*** THE DATA ***

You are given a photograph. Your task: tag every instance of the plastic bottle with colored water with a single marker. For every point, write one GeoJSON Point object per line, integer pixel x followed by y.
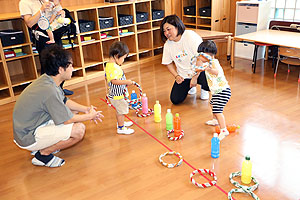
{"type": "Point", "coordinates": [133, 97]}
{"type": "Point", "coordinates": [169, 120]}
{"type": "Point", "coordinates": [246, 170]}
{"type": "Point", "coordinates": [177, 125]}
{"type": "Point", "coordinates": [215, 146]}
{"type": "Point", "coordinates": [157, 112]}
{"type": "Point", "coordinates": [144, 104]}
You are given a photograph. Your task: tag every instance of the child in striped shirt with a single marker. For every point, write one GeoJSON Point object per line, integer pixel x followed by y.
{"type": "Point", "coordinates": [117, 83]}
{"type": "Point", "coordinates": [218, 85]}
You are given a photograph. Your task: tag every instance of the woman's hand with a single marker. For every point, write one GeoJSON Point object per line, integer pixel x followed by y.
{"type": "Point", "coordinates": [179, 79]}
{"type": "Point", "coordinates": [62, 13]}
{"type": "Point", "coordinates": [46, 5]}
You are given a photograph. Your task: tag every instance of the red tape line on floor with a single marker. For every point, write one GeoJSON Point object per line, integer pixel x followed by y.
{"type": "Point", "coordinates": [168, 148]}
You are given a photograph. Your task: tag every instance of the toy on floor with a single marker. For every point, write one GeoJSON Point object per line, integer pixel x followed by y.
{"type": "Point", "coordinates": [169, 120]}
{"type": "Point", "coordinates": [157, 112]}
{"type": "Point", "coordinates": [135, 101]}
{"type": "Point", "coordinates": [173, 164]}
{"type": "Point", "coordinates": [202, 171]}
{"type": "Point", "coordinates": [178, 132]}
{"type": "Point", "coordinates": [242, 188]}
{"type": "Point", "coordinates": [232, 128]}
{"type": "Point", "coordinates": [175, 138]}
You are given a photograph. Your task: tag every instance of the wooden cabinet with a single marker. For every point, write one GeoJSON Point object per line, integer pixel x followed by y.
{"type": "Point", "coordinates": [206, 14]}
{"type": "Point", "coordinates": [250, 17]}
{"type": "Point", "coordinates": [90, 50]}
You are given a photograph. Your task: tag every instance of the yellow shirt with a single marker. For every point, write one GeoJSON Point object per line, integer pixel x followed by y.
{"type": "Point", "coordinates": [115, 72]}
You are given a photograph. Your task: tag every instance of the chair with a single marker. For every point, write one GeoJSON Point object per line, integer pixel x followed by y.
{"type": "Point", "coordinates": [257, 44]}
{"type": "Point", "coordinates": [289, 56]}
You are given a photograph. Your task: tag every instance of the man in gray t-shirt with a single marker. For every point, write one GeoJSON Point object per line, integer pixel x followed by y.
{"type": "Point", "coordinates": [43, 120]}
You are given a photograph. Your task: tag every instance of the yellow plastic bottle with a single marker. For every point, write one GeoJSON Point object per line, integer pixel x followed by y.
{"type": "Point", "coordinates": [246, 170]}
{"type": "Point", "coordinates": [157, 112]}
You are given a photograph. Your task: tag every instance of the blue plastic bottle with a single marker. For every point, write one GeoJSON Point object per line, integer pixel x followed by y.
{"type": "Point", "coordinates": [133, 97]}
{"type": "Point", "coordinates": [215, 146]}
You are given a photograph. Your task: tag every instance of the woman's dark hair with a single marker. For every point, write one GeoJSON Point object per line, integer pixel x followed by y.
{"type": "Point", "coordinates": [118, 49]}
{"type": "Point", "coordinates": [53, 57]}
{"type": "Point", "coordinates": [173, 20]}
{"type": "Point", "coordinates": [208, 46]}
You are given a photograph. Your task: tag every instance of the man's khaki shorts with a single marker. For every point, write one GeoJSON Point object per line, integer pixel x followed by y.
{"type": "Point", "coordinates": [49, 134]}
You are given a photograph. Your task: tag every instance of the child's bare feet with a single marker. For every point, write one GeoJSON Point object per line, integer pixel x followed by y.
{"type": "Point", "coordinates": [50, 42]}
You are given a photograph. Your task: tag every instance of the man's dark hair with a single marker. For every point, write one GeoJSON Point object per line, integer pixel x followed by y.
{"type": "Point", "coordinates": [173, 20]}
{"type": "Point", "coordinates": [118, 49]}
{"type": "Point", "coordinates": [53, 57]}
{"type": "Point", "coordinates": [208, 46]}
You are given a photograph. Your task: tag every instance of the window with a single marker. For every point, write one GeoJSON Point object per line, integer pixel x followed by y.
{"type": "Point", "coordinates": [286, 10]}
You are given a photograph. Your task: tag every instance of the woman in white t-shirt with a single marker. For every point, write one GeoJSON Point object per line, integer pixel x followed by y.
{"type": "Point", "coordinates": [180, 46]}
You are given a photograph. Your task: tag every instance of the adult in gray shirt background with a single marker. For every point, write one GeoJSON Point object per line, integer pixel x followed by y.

*** End of THE DATA ***

▶ [WORK TO COMPLETE]: The reply should repeat the listing above exactly and contain no pictures.

▶ [SOLUTION TO THIS EXERCISE]:
You are given a photograph. Your task: tag every instance of the plastic bottle with colored water with a single marker. For every point, write one GeoJSON Point object per line, integer pixel x followed by y.
{"type": "Point", "coordinates": [133, 97]}
{"type": "Point", "coordinates": [169, 120]}
{"type": "Point", "coordinates": [246, 170]}
{"type": "Point", "coordinates": [177, 125]}
{"type": "Point", "coordinates": [215, 146]}
{"type": "Point", "coordinates": [157, 112]}
{"type": "Point", "coordinates": [144, 104]}
You are given a photograph. Your task: tag every instance of the child in striped shirt with a single marker. For every point, write one GeoJSON Point object per line, integer pixel x followed by y.
{"type": "Point", "coordinates": [117, 83]}
{"type": "Point", "coordinates": [218, 85]}
You are given a photograph. Your task: tag every instance of the woman's hand with a single marker. For every point, write one GeoJSON Point object per line, integer pixel x followed by y.
{"type": "Point", "coordinates": [179, 79]}
{"type": "Point", "coordinates": [62, 13]}
{"type": "Point", "coordinates": [46, 5]}
You are given a photograph. Your task: tag every instance of the red tape line on floor with a single marker. For every point, write one GeoJSON Point object per line, integer pixel x followed by y.
{"type": "Point", "coordinates": [168, 148]}
You are given a photograph. Your task: tag every instance of the toy on floor with a single marker. For every point, write one GeoJSON Point object per line, integer pixel x followed by y.
{"type": "Point", "coordinates": [169, 120]}
{"type": "Point", "coordinates": [157, 112]}
{"type": "Point", "coordinates": [135, 101]}
{"type": "Point", "coordinates": [173, 164]}
{"type": "Point", "coordinates": [202, 171]}
{"type": "Point", "coordinates": [178, 132]}
{"type": "Point", "coordinates": [242, 188]}
{"type": "Point", "coordinates": [232, 128]}
{"type": "Point", "coordinates": [175, 138]}
You are given a photograph. Your task: tag every instance of the wooden cabinet with a single marker. For every point, write one GeoJSON Point object per line, integer pixel x followed by y.
{"type": "Point", "coordinates": [206, 14]}
{"type": "Point", "coordinates": [250, 17]}
{"type": "Point", "coordinates": [90, 50]}
You are given a photograph. Your task: tag every instance of the yellow shirt with a single marker. For every point, write one GeoJSON Point object per line, integer pixel x followed by y.
{"type": "Point", "coordinates": [115, 72]}
You are given a photograph. Your task: tag every instance of the chair with a single marker. For every point, write one GeoJSON Point object per line, integer pixel x followed by y.
{"type": "Point", "coordinates": [257, 44]}
{"type": "Point", "coordinates": [289, 56]}
You are given a photograph. Your task: tag every instance of the man in gray t-shirt with a single marker. For every point, write one GeoJSON Point object per line, integer pixel x followed by y.
{"type": "Point", "coordinates": [43, 120]}
You are given a photograph. Your task: tag every instance of the yellow plastic bottle with a single marker. For every point, write one GeoJSON Point object per line, integer pixel x followed by y.
{"type": "Point", "coordinates": [246, 170]}
{"type": "Point", "coordinates": [157, 112]}
You are given a photograph. Your task: tag every instance of the blue plastic bottle with a single marker. For every point, write one GeoJSON Point object per line, integer pixel x followed by y.
{"type": "Point", "coordinates": [133, 97]}
{"type": "Point", "coordinates": [215, 146]}
You are given a photograph. Your task: tag every instance of the woman's dark hair with a single marker. For every point, write one GeoJSON Point object per line, integer pixel x followed by y.
{"type": "Point", "coordinates": [118, 49]}
{"type": "Point", "coordinates": [53, 57]}
{"type": "Point", "coordinates": [173, 20]}
{"type": "Point", "coordinates": [208, 46]}
You are given a photograph. Your task: tag every instance of the man's khaki shorts with a single marker. For every point, write one GeoJSON Point object per line, integer pixel x followed by y.
{"type": "Point", "coordinates": [49, 134]}
You are given a photograph. Your task: tag every instance of the child's bare feet with a single marker. For every point, write one GeoJSON Point object per line, integer pixel x followed by y.
{"type": "Point", "coordinates": [50, 42]}
You are given a photograph. Your task: tag every instance of the man's dark hair with a single marker. For every point, write one GeoJSON Point object per line, integer pixel x followed by y.
{"type": "Point", "coordinates": [173, 20]}
{"type": "Point", "coordinates": [118, 49]}
{"type": "Point", "coordinates": [53, 57]}
{"type": "Point", "coordinates": [208, 46]}
You are given a photograph. Your task: tag every instance of the window with a single marker. For every point, write one GeoJSON Point object per line, integer pixel x followed by y.
{"type": "Point", "coordinates": [286, 10]}
You are given a photograph. Your task: tag every instance of the woman in white t-shirt with a single marker. For every point, write one GeoJSON Point object per line, integer pixel x followed by y.
{"type": "Point", "coordinates": [180, 46]}
You are given a photograph. Your task: tag every instance of the adult in gray shirt background with a single marker. For every point, write one GeoJSON Point object per line, integer pixel x followed by y.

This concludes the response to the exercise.